On stage, the topless and towering Post Punk Podge covers his face with a large brown envelope, while the other members wear masks. It would be all too easy to draw comparisons to Limerick’s most famous plastic-bag wearing personality, but it really does heighten the live experience. Here are talismanic figures imparting an important message to the audience. This is not a band who care about looking pretty but one that wants to confront the audience and give it a good shake.

Post Millennium Tension is Post Punk Podge & the Technohippies’ latest release. Unsurprisingly, it’s a high-octane set of songs exploring the challenges of life in modern Ireland, and Limerick in particular. The EP opens with ‘Full-Time Mad Bastard’, a foot stamping, air-thumper of a song that signals the pace and tone of the collection. ‘Stab City’s Burning’ is a celebration, throwing off the shackles of the old negative narratives about Limerick and coming together to contribute to the creativity and positivity now flowing through the city.

“How do we channel our frustration? Not with guns and knives but with pens and paper? Feed your mind and be wise…Our hearts beat as one with the flow of the Shannon, instilling pride yeah take up the mantle. This city needs you and me. To be the best that we can be. This city needs you and me. To spread positivity.”

**Supplied information**

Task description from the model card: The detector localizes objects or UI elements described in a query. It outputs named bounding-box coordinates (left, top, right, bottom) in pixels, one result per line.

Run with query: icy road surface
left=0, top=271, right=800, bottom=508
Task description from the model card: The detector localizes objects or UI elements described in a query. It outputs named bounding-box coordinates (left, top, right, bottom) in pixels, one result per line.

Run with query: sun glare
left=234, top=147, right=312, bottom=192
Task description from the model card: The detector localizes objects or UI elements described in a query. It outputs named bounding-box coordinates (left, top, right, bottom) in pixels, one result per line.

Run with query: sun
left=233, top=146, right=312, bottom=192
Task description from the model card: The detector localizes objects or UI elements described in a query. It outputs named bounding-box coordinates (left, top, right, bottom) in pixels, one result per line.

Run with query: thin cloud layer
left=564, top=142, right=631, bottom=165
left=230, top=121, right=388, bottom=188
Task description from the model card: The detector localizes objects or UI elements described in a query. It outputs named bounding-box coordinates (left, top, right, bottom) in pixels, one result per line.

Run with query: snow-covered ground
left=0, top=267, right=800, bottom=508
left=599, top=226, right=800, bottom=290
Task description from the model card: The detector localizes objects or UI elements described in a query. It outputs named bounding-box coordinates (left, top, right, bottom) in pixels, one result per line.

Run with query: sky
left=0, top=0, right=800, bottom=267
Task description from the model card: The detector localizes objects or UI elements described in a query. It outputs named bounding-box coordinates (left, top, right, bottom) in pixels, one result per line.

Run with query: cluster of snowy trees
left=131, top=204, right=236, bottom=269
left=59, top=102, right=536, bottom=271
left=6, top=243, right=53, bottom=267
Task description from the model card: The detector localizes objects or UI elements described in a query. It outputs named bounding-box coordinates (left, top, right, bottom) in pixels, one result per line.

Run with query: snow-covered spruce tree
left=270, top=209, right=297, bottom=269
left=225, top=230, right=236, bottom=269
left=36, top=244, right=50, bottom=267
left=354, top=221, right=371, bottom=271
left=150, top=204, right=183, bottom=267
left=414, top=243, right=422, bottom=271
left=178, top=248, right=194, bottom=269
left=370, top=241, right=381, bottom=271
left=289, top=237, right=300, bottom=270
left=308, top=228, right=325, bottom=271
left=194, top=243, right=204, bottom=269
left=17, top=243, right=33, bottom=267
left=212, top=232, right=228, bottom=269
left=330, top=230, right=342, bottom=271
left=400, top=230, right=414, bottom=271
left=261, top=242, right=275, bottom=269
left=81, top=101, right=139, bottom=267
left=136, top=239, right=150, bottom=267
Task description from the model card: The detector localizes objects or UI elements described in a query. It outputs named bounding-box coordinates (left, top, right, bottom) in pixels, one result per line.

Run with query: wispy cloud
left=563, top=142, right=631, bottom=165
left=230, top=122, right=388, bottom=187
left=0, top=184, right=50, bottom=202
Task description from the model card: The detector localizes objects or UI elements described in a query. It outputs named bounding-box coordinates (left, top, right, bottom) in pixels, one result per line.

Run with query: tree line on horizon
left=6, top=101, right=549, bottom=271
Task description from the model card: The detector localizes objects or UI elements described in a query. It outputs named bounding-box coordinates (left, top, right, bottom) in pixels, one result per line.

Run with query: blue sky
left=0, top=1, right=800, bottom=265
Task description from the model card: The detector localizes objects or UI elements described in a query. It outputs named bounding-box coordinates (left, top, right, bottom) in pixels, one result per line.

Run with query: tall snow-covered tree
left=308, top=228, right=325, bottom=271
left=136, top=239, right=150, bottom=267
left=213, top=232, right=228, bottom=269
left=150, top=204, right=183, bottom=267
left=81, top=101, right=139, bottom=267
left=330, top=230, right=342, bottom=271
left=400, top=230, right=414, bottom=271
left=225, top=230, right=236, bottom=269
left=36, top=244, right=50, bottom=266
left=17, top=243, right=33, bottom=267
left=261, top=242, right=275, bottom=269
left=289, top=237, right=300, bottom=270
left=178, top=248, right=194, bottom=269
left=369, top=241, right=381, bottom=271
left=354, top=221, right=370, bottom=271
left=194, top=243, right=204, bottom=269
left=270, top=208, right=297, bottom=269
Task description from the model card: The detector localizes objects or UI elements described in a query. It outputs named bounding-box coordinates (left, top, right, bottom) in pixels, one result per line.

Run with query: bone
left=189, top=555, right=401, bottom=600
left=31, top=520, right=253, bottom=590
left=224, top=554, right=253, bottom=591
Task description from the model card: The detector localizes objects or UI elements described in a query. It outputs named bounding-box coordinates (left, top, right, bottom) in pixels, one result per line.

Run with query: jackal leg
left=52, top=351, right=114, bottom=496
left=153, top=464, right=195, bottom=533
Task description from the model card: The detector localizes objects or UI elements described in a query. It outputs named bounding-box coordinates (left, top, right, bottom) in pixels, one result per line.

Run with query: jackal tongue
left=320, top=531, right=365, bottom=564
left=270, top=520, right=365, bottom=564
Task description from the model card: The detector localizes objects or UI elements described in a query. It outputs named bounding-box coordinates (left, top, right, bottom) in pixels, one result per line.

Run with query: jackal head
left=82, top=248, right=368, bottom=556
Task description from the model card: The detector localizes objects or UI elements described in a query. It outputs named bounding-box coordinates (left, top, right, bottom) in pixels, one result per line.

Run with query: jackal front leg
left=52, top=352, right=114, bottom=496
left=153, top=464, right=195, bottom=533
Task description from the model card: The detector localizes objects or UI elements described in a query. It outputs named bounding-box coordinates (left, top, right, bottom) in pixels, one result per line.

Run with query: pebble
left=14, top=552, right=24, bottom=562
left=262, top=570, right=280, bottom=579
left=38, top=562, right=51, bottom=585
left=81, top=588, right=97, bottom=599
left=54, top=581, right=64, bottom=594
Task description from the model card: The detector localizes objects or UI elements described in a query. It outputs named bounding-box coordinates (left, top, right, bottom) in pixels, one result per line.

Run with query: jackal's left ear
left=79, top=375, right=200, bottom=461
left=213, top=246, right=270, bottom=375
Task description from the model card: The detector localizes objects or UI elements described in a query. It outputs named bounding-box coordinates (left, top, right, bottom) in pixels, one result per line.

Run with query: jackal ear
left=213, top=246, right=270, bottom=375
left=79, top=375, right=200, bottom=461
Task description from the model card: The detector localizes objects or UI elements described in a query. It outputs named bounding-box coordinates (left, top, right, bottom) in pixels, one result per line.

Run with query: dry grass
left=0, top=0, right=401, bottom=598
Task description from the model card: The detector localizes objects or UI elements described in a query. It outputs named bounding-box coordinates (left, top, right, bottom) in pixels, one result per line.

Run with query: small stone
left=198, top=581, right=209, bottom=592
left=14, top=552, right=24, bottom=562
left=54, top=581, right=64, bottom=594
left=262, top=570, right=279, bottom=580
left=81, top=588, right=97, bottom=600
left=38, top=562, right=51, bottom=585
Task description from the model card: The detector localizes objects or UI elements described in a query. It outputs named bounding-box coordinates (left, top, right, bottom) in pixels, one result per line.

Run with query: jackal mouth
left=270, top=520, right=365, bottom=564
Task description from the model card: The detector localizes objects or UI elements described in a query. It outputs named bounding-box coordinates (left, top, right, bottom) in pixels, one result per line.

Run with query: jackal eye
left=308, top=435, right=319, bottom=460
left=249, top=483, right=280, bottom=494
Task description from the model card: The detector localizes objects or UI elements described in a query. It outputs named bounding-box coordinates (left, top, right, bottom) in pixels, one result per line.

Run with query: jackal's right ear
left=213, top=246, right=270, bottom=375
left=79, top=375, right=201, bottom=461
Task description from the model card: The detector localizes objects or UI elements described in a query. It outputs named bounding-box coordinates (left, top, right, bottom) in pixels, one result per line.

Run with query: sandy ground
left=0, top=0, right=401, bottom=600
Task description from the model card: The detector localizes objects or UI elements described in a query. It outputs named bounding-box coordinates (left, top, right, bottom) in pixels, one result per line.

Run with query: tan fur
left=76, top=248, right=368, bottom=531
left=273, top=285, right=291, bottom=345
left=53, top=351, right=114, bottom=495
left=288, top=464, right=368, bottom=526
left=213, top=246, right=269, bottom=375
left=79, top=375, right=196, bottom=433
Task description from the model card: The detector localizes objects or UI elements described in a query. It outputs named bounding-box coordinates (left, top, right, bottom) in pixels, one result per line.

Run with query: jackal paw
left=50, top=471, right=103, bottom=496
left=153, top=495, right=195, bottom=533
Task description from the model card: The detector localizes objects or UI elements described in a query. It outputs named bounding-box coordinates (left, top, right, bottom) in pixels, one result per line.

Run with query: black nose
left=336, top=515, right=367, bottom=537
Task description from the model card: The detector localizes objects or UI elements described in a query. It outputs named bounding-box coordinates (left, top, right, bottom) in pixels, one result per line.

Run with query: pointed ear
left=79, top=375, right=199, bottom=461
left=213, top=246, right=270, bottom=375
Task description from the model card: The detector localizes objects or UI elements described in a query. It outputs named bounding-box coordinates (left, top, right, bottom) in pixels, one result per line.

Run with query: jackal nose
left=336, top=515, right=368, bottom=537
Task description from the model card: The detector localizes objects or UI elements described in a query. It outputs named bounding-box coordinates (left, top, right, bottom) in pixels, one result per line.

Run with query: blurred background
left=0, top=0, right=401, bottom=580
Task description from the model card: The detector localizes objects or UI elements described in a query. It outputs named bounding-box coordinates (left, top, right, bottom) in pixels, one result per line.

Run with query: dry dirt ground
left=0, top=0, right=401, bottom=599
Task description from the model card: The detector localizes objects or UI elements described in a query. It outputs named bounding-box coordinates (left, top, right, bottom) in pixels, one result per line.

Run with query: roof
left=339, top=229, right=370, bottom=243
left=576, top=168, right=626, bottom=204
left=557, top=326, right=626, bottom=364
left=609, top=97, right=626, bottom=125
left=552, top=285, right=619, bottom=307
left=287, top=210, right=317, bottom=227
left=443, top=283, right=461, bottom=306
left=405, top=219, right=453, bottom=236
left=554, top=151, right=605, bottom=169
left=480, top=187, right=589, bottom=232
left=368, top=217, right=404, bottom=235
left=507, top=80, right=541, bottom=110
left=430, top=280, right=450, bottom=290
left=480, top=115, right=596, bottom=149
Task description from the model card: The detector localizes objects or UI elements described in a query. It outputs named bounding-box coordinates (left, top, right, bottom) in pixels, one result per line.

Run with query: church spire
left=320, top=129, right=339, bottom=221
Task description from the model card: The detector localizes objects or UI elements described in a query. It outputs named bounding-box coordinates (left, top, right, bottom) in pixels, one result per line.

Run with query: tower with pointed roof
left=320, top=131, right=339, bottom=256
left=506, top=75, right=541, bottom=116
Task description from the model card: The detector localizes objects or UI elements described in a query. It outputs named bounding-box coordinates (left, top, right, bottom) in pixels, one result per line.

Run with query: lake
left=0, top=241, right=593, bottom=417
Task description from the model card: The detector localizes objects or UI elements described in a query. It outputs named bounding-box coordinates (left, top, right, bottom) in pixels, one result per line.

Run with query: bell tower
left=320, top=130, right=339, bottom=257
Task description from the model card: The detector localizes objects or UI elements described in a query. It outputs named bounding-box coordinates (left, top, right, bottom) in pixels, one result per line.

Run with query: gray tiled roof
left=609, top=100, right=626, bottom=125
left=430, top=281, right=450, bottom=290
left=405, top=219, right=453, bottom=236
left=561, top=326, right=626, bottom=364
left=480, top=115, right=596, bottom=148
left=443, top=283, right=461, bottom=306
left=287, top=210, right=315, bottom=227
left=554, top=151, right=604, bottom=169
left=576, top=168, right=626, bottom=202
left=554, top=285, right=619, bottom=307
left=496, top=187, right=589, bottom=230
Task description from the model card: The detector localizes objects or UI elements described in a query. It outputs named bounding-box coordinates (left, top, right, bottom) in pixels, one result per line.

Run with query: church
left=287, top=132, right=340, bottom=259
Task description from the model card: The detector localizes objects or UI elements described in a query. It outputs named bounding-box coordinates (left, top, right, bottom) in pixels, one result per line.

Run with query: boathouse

**Tasks to complete**
1: In the review of Post Punk Podge & the Technohippies, which song opens the EP Post Millennium Tension?
2: Continue the review of Post Punk Podge & the Technohippies, picking up after the quoted lyrics.

**Task results**
1: ‘Full-Time Mad Bastard’ opens the EP.

2:
Its infectious chorus “Stab city’s burning, burning with desire. To burn that name and the shame, throw them on the fire” has anthemic potential. They also shout out Music Generation here, the Limerick music education initiative spawning many young bands, producers and MCs in recent years.

This isn’t just an inward looking EP about Limerick. ‘Seamstress’ is a song about the sweat shops behind many of our leading clothes manufacturers, “Maximise profits at all costs. The blood on our hands will come out in the wash.”

If it already seems we’ve reached an absurd dystopia in ‘Seamstress’, we travel even further along this line in ‘Pause for the Apocalypse’, a dark track about the state of the world today, where “living has us running scared.” The unrelenting pace of its beat sucks the listener in to the oppressive sense of disaffection provoked in the lyrics, “There are the days of fascist revival. We’re racist, sexist, ignorant bastards, waiting for another natural disaster.”

The CD version of the EP comes with two bonus tracks, a swirling noise-fest called ‘Revolution! Yeah!’ and ‘Home is Where the Heart Bleeds’, a tuneful acoustic guitar song. Released last year as a single to raise money for a local homeless charity, it looks at issues around homelessness. Never one to shy away from confrontation, lead singer Podge spits out the unforgettable line, “Cold shoulder from the Blue-shirts. Cold shoulder from Labour. You’re all just a massive Fianna Failure.”

Post Millennium Tension is an EP to be listened to full blast, preferably with friends to jump around the room and plan revolutions with. It is available on CD from Steamboat Quay Music in Limerick, and from Bandcamp and Spotify.